» Text provided:
The products used for these types of applications, particularly in food, are generally made from already known ingredients that we know are safe, but at a much smaller size scale. However, there are already naturally occurring materials at the nanoscale that we have lived with for millions of years.

One problem that may exist is that conventional toxicity assessment techniques are only sometimes adequate for new materials as they appear. There is, therefore, a growing area of research in eco-nanotoxicology to develop new methods to assess any possible interaction of these materials with health and the environment, both in the short and long term.

-The manufacture of components at such small levels requires a very specific infrastructure. Are the resources and means required for this type of research easily available?

-The truth is that the equipment needed to manufacture and characterize nanomaterials is usually costly.

Fortunately, it also receives a lot of funding because it offers many possibilities and an infinite number of applications.

-You have been focusing your studies on the decentralization of food analysis for several years. Why is it so important to be able to perform these analyses in situ? What advantages can these methods provide over traditional laboratory analysis?

-The main advantage is that it allows us to take the laboratory to the field, the industry or wherever it is needed without sending the samples to the traditional laboratory.

During the pandemic, we saw firsthand how rapid on-site testing could make our lives easier. The miniaturized devices are designed to be quick and easy to use so that we can have the result on the spot and, therefore, take the necessary measures, whether it is stopping the production of a product, starting a specific treatment or informing the authorities.

Some developments in this regard are already on the market, such as rapid tests like COVID, pregnancy tests or on-site blood sugar analysis for people with diabetes. Still, many other tests have yet to be available because they are more complicated but essential.

In my case, I focus on DNA analysis in a rapid and miniaturized format, something like PCR, that can be performed outside a specialized laboratory but with the same sensitivity and specificity.

» Tasks to perform:
(1) Answer these questions using the interview on nanomaterials and food analysis:
(a) In what growing research area are new methods being developed to assess how these materials might interact with health and the environment?
(b) How does the text describe the cost of the equipment needed to manufacture and characterize nanomaterials?
(c) Which rapid tests are named as already being on the market?
(2) Continue the interview on nanomaterials and food analysis from its last sentence.

» Dataset records:

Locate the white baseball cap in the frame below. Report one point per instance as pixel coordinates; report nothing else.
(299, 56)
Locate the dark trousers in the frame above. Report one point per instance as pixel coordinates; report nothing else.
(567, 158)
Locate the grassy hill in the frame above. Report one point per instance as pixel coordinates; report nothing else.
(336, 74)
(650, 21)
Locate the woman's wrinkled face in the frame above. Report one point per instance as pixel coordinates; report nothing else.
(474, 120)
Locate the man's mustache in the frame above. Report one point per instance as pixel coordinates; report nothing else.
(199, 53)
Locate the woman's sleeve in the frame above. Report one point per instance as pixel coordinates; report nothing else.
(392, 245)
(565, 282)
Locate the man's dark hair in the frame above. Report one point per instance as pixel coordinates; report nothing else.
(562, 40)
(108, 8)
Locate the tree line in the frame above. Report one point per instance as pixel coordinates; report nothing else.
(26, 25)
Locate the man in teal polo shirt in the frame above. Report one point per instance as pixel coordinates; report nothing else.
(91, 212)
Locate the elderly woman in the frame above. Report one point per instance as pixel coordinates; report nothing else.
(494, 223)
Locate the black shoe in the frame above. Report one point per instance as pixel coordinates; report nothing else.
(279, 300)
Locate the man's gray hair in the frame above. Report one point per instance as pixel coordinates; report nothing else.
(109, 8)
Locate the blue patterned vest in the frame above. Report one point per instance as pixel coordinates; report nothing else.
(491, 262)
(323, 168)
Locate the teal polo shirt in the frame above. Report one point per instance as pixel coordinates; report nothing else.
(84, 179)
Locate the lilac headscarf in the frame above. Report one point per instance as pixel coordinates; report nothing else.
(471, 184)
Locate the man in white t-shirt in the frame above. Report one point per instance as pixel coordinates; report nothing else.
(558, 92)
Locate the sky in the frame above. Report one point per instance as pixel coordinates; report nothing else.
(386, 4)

» Answers for this exercise:
(1)
(a) Eco-nanotoxicology.
(b) It is usually costly.
(c) COVID tests, pregnancy tests, and on-site blood sugar analysis for people with diabetes.

(2)
Another advantage is that these devices can be connected and send data. We are already working on a European project with two use cases.

In one, we are collaborating with partners in Germany and the Netherlands to connect our miniaturized devices with blockchain to contribute to the traceability and authenticity of olive oil.

In collaboration with a Spanish company and another from Germany, our devices will contribute information for an AI-based model that will allow us to predict the possible presence of cross-contamination with allergens in food within a food production plant. Still, the possibilities regarding the potential applications and usefulness of the data generated are enormous.

-The cost reduction that this type of analysis allows could be revolutionary in those parts of the world where there are insufficient means to ensure absolute food safety. How do you see the future of applying your research from a humanitarian perspective?

-Yes, this motivates me a lot, as these devices could help perform advanced analysis in resource-poor environments. Knowing if water is drinkable or if food is in good condition is fundamental and not always possible in certain locations where no laboratories are nearby or are not sufficiently equipped.

In addition, there are a multitude of applications in other fields. Human health is the most precise and direct, but animal health, plant health, and environmental control are also essential to improve people's lives and help take measures to alleviate possible problems.